**FRAGMENTO PROPUESTO:**
“Digan ustedes lo que quieran, llámenlo
tonto, infantil, lo que quieran, pero ¿no les entran ganas de vomitar a veces
de ver lo que estan haciendo con Inglaterra, con sus estanques de cemento y sus
enanitos de yeso, con sus duendes y sus basuras en los lugares donde antes
estaban los hayedos?… Subir a por aire... ¡Si no hay aire!”
(George Orwell, Subir a por aire)
Toda
sociedad, en la medida en que reposa sobre un hábitat, es una apropiación del
territorio. Éste, en el curso de los años, es modificado lentamente por la
actividad humana, y a su vez, debido a sus peculiaridades geográficas,
determina dicha actividad. No hace falta recalcar el papel que los lugares han
tenido en la formación de las sociedades para afirmar que Historia y Geografía
–o Sociedad y Naturaleza– se han condicionado mutuamente. La Revolución
Industrial alteró profundamente esa reciprocidad, liberando a la sociedad de los
condicionantes territoriales, pero a muy alto precio. Por un lado, la
ordenación territorial, gracias al urbanismo, se convirtió en un medio de
acumulación de capital; por el otro, la posesión del territorio por el capital,
es decir, su transformación en mercancía, acarreó su arrase. Recuérdense por
ejemplo el estado deplorable de las zonas industriales o mineras de antaño.
Bajo el dominio del capital, la liberación de la sociedad de las constricciones
impuestas por la naturaleza fue terrorista. Sin embargo, el proceso no se
desarrolló simultáneamente en todas las direcciones. En sus inicios, el espacio
del capital era fundamentalmente territorio urbano. Las gentes que vivían en el
campo, no realizando sino ocasionalmente intercambios con dinero, quedaban en
gran parte fuera de las leyes de la economía. Pero en un periodo relativamente
corto de la Historia esto dejó de ser así, de forma que, en la actualidad, todo
el territorio sufre las consecuencias de la mundialización de la economía y,
por consiguiente, todo el territorio es real o potencialmente urbano. Europa se
convierte en una red de manchas metropolitanas en expansión, tendiendo a formar
una megalópolis continental dispersa. En esas condiciones, la apropiación
social del territorio es inseparable de su degradación y de su destrucción.

**Entradas de etiquetado de la posición de objetos:**
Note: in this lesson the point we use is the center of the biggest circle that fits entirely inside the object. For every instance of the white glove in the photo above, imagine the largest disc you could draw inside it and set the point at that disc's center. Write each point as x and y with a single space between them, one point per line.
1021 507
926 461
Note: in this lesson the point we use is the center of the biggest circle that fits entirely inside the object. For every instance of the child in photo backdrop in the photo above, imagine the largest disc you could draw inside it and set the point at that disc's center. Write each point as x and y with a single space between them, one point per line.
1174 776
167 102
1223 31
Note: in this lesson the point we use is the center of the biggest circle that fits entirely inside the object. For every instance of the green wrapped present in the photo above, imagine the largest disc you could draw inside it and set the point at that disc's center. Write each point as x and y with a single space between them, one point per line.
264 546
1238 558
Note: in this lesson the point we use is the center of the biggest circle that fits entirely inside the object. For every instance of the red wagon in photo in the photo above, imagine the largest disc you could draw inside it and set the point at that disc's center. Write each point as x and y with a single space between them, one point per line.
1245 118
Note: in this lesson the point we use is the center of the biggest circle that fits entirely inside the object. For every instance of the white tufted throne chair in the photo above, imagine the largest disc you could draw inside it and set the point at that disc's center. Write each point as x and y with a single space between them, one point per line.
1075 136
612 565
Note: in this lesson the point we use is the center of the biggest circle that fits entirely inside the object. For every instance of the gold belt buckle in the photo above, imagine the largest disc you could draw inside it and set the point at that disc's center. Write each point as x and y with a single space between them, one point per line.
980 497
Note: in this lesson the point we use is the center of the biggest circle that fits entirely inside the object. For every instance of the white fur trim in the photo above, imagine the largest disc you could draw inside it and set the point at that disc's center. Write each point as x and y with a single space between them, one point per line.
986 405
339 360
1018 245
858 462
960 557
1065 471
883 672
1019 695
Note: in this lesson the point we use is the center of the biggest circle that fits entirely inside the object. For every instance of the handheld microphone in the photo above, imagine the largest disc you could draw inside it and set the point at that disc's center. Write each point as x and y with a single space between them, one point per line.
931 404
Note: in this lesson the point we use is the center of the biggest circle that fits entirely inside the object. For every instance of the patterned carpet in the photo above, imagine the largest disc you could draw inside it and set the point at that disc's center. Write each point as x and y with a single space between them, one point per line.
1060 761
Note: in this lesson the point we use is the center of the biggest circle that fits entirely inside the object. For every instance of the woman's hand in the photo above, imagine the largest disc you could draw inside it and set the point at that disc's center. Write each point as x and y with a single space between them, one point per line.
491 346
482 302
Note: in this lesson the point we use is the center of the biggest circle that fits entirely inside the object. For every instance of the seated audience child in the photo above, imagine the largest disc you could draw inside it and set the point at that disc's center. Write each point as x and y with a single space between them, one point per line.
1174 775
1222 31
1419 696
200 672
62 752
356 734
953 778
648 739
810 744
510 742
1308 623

**LISTA DE TAREAS:**
• a. Traduce al inglés la siguiente oración del fragmento sobre el territorio: "La Revolución Industrial alteró profundamente esa reciprocidad, liberando a la sociedad de los condicionantes territoriales, pero a muy alto precio."
• b. Según el fragmento sobre el territorio, ¿qué era fundamentalmente el espacio del capital en sus inicios?
• c. Continúa el fragmento sobre el territorio a partir de su última oración.

**RESULTADOS:**
• a. The Industrial Revolution profoundly altered that reciprocity, freeing society from territorial constraints, but at a very high price.

• b. Era fundamentalmente territorio urbano.

• c.
El
fin de la agricultura tradicional, la última barrera a la descomposición
territorial, significó la constitución de un mercado global del territorio.
Arrancado a su existencia casi extraeconómica –como el agua o el aire–, el
territorio será “clasificado” y entregado al mercado. La motorización de la
población y la apertura de accesos posibilitaron que las ciudades perdieran sus
límites y que las segundas o terceras residencias, reflejo de la prosperidad de
determinados sectores, desplazaran a las actividades rurales. De este modo,
irían cayendo todos los obstáculos físicos, lingüísticos, culturales,
psicológicos, morales, etc., que definían la identidad territorial, dando como
resultado la desaparición del lugar, la muerte de su carácter y de su
singularidad. En un espacio integrado, el territorio no urbano es, o bien,
reserva “no programada” de lo urbano, o bien decorado naturalista de lo urbano.
Ello ha comportado tal dislocación en las formas de vida, tal trivialización de
lugares y gentes, tales amenazas a la seguridad o a la salud, que el
cuestionamiento de los responsables ha sido inevitable. La voluntad de resistir
al proceso de banalización generalizada (a la proletarización del hábitat) y a
sus consecuencias nocivas subyace en cada contienda territorial, pero no
obstante, esa voluntad casi nunca llega a expresarse con claridad, ya que se
halla mediatizada por los intereses creados en las primeras fases del
conflicto, en el tránsito de una economía agrícola a una economía de servicios.
Estos intereses parciales redefinen una “identidad local” que trata de
presentarse como auténtica, tras la que se esconde un grupo social concreto. En
efecto, el cambio económico en el campo ha supuesto a la vez que la
desaparición del campesinado strictu sensu, la aparición de una clase media
neorrural formada a partir de la compraventa de tierras y de la economía
generada por los habitantes de las urbanizaciones residenciales (los
“domingueros”). No se trata de un campesinado de nuevo cuño, ni tiene demasiado
que ver con el sindicalismo agrario, aunque sí con la política local. La
componen tanto pequeños productores como funcionarios, estudiantes,
comerciantes o trabajadores por cuenta propia. Esta nueva clase es consciente
de su origen, la terciarización de la economía, por lo que no cuestiona el
proceso que la hizo nacer, pero sí, en cambio, cuestiona sus excesos. Ni
siquiera desea volver atrás, a situaciones menos ruinosas. La destrucción
presente vale, la futura, ya no; sí a los adosados, no a su proliferación más
allá de un límite y así sucesivamente. La dinámica uniformadora y destructora
de los procesos urbanísticos pone en peligro su prosperidad y la impulsa a la
acción, canalizada por un tipo de organización determinado llamado “plataforma
cívica”.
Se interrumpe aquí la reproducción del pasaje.